RECORDS PROVIDED:
------------------------------------------------

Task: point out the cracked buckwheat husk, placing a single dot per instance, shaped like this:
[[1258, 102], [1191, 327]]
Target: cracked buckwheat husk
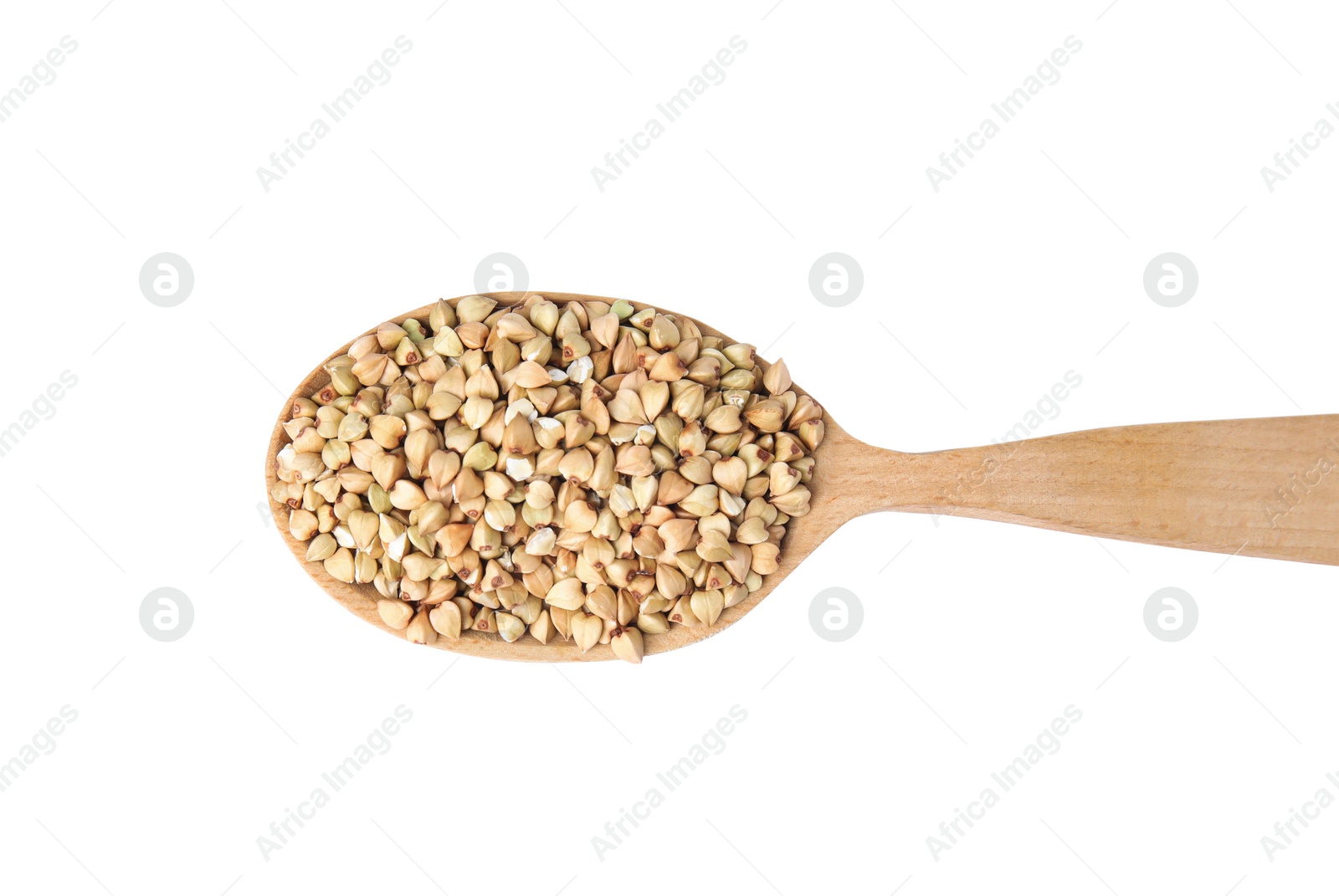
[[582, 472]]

------------------------------------------------

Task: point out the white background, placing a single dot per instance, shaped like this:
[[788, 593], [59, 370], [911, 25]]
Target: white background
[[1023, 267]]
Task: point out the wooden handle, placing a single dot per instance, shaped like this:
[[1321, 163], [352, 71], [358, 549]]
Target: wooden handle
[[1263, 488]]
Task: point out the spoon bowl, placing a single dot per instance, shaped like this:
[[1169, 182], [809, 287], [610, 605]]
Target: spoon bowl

------------------------------------------------

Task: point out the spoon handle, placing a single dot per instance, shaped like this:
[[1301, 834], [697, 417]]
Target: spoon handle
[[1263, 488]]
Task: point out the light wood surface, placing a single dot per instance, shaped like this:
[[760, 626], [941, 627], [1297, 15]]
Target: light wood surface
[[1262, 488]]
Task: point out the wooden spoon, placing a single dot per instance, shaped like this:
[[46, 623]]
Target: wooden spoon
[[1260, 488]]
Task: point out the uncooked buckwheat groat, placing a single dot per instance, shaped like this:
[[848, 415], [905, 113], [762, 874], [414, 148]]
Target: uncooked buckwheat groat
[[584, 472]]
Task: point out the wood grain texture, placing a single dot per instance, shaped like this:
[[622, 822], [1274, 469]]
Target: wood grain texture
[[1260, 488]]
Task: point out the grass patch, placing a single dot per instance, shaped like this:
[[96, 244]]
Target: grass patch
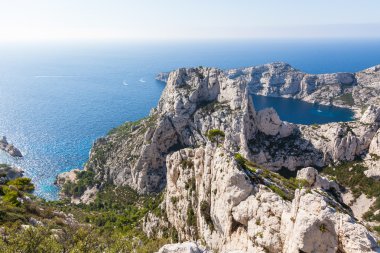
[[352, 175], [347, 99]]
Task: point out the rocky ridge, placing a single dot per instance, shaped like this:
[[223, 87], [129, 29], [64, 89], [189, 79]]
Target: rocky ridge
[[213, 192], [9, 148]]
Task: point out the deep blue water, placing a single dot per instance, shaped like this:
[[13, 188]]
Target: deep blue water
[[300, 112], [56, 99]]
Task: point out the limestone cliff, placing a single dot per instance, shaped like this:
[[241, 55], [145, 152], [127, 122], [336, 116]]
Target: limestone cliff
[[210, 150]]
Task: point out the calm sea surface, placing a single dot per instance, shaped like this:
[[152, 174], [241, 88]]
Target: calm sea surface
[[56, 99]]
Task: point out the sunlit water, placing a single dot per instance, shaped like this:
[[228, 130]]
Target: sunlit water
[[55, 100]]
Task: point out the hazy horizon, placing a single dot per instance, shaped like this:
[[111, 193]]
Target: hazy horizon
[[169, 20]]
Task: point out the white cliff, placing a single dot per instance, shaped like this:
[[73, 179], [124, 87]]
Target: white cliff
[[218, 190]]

------------------------------------------------

WHAT TO DO: In the listing above, find every line with the word "bowl" and copy it.

TASK RESPONSE:
Task: point out the spoon bowl, placing a single dot per instance, shaped like this:
Target: spoon bowl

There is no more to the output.